Can you lay out all the data below as a Markdown table with a Row column holding each line's number and a Line column holding the line itself, leaving out blank lines?

— EXCERPTED RECORDS —
========================================================================
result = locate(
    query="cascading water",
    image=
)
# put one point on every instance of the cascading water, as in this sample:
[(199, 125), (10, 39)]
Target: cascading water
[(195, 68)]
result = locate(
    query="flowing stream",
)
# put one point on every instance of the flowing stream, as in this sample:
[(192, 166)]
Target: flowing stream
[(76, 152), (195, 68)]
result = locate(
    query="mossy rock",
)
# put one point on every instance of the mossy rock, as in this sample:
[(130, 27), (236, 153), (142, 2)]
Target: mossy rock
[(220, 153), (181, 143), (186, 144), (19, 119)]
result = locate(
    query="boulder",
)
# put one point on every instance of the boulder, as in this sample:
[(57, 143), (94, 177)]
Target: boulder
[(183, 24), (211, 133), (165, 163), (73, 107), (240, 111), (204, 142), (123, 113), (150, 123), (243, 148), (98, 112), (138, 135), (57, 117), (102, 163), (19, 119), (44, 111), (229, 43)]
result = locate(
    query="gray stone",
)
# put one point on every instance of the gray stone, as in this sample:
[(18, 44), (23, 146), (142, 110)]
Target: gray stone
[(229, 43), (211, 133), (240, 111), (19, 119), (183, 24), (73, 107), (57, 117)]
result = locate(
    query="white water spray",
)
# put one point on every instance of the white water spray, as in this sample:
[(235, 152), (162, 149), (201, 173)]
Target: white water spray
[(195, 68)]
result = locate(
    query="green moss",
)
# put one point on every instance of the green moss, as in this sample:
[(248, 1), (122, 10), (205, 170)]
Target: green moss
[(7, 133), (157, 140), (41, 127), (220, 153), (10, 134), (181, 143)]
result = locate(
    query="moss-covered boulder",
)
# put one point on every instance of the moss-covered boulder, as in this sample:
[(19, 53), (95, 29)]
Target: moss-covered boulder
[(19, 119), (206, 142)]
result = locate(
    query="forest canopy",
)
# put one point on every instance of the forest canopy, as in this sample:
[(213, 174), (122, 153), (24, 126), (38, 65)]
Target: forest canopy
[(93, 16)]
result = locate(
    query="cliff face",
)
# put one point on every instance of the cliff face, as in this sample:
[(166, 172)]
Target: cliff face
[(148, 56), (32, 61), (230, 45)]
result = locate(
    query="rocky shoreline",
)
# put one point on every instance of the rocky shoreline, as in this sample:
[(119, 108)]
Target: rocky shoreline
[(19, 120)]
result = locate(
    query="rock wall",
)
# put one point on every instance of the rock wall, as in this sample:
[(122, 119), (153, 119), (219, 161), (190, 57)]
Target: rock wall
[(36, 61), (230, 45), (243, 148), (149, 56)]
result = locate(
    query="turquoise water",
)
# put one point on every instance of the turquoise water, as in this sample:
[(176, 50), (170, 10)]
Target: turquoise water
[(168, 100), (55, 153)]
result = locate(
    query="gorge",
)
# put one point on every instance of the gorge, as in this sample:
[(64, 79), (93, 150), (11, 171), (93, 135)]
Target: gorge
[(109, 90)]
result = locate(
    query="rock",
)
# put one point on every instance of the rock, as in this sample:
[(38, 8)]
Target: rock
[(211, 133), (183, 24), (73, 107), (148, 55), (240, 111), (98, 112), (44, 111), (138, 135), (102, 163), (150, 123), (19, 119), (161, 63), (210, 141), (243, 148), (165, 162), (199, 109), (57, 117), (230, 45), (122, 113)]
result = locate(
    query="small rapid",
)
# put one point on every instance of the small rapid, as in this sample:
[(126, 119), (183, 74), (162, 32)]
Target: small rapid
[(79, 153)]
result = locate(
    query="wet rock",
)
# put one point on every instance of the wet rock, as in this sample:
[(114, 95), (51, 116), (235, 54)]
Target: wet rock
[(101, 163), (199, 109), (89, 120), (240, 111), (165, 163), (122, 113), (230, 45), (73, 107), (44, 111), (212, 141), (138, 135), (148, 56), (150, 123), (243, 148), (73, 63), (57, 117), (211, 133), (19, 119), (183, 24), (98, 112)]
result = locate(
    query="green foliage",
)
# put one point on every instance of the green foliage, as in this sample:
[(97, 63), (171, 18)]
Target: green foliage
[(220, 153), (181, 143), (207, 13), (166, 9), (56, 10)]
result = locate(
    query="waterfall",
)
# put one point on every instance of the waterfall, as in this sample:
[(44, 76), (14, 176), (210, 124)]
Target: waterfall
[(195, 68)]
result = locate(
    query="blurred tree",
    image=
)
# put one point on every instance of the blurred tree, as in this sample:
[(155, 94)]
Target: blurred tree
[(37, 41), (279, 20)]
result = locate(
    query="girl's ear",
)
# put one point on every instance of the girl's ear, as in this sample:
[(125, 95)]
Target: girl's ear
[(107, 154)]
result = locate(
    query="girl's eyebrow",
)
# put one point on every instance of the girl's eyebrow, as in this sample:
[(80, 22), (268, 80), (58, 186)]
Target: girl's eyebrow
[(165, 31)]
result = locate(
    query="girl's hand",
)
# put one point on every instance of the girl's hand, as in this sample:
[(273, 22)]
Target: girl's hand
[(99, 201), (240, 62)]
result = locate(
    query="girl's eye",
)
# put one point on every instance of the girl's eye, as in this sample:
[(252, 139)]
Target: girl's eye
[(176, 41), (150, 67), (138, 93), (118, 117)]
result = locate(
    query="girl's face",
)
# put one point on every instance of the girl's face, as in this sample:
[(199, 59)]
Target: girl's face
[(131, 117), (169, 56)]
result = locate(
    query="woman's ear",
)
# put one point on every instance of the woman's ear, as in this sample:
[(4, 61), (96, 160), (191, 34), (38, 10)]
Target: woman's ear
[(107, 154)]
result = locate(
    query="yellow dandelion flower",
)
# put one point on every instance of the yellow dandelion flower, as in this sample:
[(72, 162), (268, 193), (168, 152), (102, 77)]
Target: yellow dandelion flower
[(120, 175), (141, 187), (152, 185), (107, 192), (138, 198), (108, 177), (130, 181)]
========================================================================
— RESPONSE —
| Row | Line |
|---|---|
| 1 | result = locate( |
| 2 |     query="cascading water", |
| 3 |     image= |
| 4 | ) |
| 5 | # put one point on every instance of the cascading water, as in this sample: |
| 6 | [(199, 125), (10, 39)] |
| 7 | Target: cascading water |
| 8 | [(195, 68)] |
| 9 | result = locate( |
| 10 |     query="flowing stream", |
| 11 | ) |
| 12 | # put one point on every instance of the flowing stream, as in this sample: |
| 13 | [(192, 166)] |
| 14 | Target: flowing stream |
| 15 | [(76, 152), (195, 68)] |
| 16 | result = locate( |
| 17 |     query="mossy rock", |
| 18 | ) |
| 19 | # put one point on every instance of the mossy rock, as in this sample: |
| 20 | [(130, 27), (236, 153), (142, 2)] |
| 21 | Target: mossy rock |
| 22 | [(220, 153), (181, 143), (186, 144), (19, 119)] |
| 23 | result = locate( |
| 24 |     query="boulder", |
| 25 | ) |
| 26 | # put one point on every instance of the boulder, as in this sample: |
| 27 | [(57, 143), (94, 177)] |
| 28 | Target: boulder |
| 29 | [(183, 24), (211, 133), (165, 163), (73, 107), (240, 111), (204, 142), (123, 113), (150, 123), (243, 148), (98, 112), (138, 135), (57, 117), (102, 163), (19, 119), (44, 111), (229, 43)] |
| 30 | result = locate( |
| 31 |     query="gray stone", |
| 32 | ) |
| 33 | # put one point on every instance of the gray stone, as in this sample: |
| 34 | [(18, 44), (23, 146), (142, 110)] |
| 35 | Target: gray stone |
| 36 | [(229, 43), (211, 133), (240, 111), (19, 119), (183, 24), (73, 107), (57, 117)] |
| 37 | result = locate( |
| 38 |     query="white water spray", |
| 39 | ) |
| 40 | # put one point on every instance of the white water spray, as in this sample: |
| 41 | [(235, 152), (162, 149), (201, 173)] |
| 42 | Target: white water spray |
| 43 | [(195, 68)] |
| 44 | result = locate( |
| 45 |     query="green moss", |
| 46 | ) |
| 47 | # put one point on every instance of the green moss, as in this sample: |
| 48 | [(248, 1), (122, 10), (205, 170)] |
| 49 | Target: green moss |
| 50 | [(7, 133), (157, 140), (41, 127), (220, 153), (10, 134), (181, 143)] |
| 51 | result = locate( |
| 52 |     query="moss-covered boulder", |
| 53 | ) |
| 54 | # put one point on every instance of the moss-covered boulder, as in this sample: |
| 55 | [(19, 53), (95, 29)] |
| 56 | Target: moss-covered boulder |
| 57 | [(19, 119), (206, 142)] |
| 58 | result = locate( |
| 59 |     query="forest canopy", |
| 60 | ) |
| 61 | # put one point on every instance of the forest canopy, as in this sample: |
| 62 | [(213, 174), (122, 153), (24, 126), (38, 65)] |
| 63 | Target: forest canopy |
| 64 | [(93, 16)] |
| 65 | result = locate( |
| 66 |     query="cliff face", |
| 67 | ) |
| 68 | # put one point on every instance of the cliff face, as in this sample: |
| 69 | [(166, 172)] |
| 70 | Target: cliff face |
| 71 | [(148, 56), (32, 61), (230, 45)] |
| 72 | result = locate( |
| 73 |     query="rocky shoreline", |
| 74 | ) |
| 75 | # put one point on every instance of the rocky shoreline, as in this sample: |
| 76 | [(119, 108)] |
| 77 | Target: rocky shoreline |
| 78 | [(19, 120)] |
| 79 | result = locate( |
| 80 |     query="rock wall", |
| 81 | ) |
| 82 | # put one point on every instance of the rock wall, as in this sample: |
| 83 | [(122, 119), (153, 119), (219, 161), (190, 57)] |
| 84 | Target: rock wall |
| 85 | [(36, 61), (230, 45), (243, 148), (149, 56)] |
| 86 | result = locate( |
| 87 |     query="turquoise water", |
| 88 | ) |
| 89 | # put one point on every instance of the turquoise water, as in this sample: |
| 90 | [(176, 50), (170, 10)] |
| 91 | Target: turquoise water |
| 92 | [(168, 100), (55, 153)] |
| 93 | result = locate( |
| 94 |     query="gorge", |
| 95 | ) |
| 96 | # put one point on every instance of the gorge, as in this sample: |
| 97 | [(64, 79), (93, 150), (11, 171), (93, 135)] |
| 98 | Target: gorge |
| 99 | [(109, 90)] |
| 100 | result = locate( |
| 101 |     query="rock", |
| 102 | ) |
| 103 | # put one point on every instance of the rock, as in this sample: |
| 104 | [(38, 8)] |
| 105 | Target: rock |
| 106 | [(211, 133), (183, 24), (73, 107), (148, 55), (240, 111), (98, 112), (44, 111), (138, 135), (102, 163), (150, 123), (19, 119), (161, 63), (210, 141), (243, 148), (165, 162), (199, 109), (57, 117), (230, 45), (122, 113)] |
| 107 | result = locate( |
| 108 |     query="small rapid", |
| 109 | ) |
| 110 | # put one point on every instance of the small rapid, as in this sample: |
| 111 | [(126, 119), (183, 74), (162, 32)] |
| 112 | Target: small rapid |
| 113 | [(79, 153)] |
| 114 | result = locate( |
| 115 |     query="wet rock", |
| 116 | ) |
| 117 | # put one point on every instance of the wet rock, as in this sample: |
| 118 | [(114, 95), (51, 116), (235, 54)] |
| 119 | Target: wet rock |
| 120 | [(101, 163), (199, 109), (89, 120), (240, 111), (165, 163), (122, 113), (230, 45), (73, 107), (44, 111), (212, 141), (138, 135), (148, 56), (150, 123), (243, 148), (73, 63), (57, 117), (211, 133), (19, 119), (183, 24), (98, 112)] |
| 121 | result = locate( |
| 122 |     query="green foliage", |
| 123 | ) |
| 124 | # put one point on every instance of the green foliage, as in this sample: |
| 125 | [(97, 63), (171, 18)] |
| 126 | Target: green foliage |
| 127 | [(220, 153), (181, 143), (207, 13), (166, 9), (56, 10)] |
| 128 | result = locate( |
| 129 |     query="waterfall", |
| 130 | ) |
| 131 | # put one point on every instance of the waterfall, as in this sample: |
| 132 | [(44, 76), (14, 176), (210, 124)] |
| 133 | Target: waterfall |
| 134 | [(195, 68)] |
| 135 | result = locate( |
| 136 |     query="blurred tree", |
| 137 |     image= |
| 138 | ) |
| 139 | # put one point on every instance of the blurred tree, as in this sample: |
| 140 | [(155, 94)] |
| 141 | Target: blurred tree |
| 142 | [(37, 41), (279, 20)] |
| 143 | result = locate( |
| 144 |     query="girl's ear", |
| 145 | ) |
| 146 | # put one point on every instance of the girl's ear, as in this sample: |
| 147 | [(125, 95)] |
| 148 | Target: girl's ear |
| 149 | [(107, 154)] |
| 150 | result = locate( |
| 151 |     query="girl's eyebrow", |
| 152 | ) |
| 153 | # put one point on every instance of the girl's eyebrow, as in this sample: |
| 154 | [(80, 22), (268, 80), (58, 186)] |
| 155 | Target: girl's eyebrow |
| 156 | [(165, 31)] |
| 157 | result = locate( |
| 158 |     query="girl's hand", |
| 159 | ) |
| 160 | # put one point on every instance of the girl's hand, as in this sample: |
| 161 | [(273, 22)] |
| 162 | Target: girl's hand |
| 163 | [(99, 201), (240, 62)] |
| 164 | result = locate( |
| 165 |     query="girl's eye", |
| 166 | ) |
| 167 | # put one point on every instance of the girl's eye, as in this sample: |
| 168 | [(252, 139)] |
| 169 | Target: girl's eye |
| 170 | [(176, 41), (150, 67), (138, 93), (118, 117)] |
| 171 | result = locate( |
| 172 |     query="girl's face", |
| 173 | ) |
| 174 | # put one point on every instance of the girl's face, as in this sample: |
| 175 | [(199, 59)] |
| 176 | Target: girl's face |
| 177 | [(131, 117), (169, 56)] |
| 178 | result = locate( |
| 179 |     query="woman's ear", |
| 180 | ) |
| 181 | # put one point on every instance of the woman's ear, as in this sample: |
| 182 | [(4, 61), (96, 160), (191, 34), (38, 10)] |
| 183 | Target: woman's ear |
| 184 | [(107, 154)] |
| 185 | result = locate( |
| 186 |     query="yellow dandelion flower", |
| 187 | ) |
| 188 | # put one point on every instance of the yellow dandelion flower, as in this sample: |
| 189 | [(72, 162), (268, 193), (168, 152), (102, 77)] |
| 190 | Target: yellow dandelion flower |
| 191 | [(120, 175), (141, 187), (152, 185), (107, 192), (138, 198), (108, 177), (130, 181)] |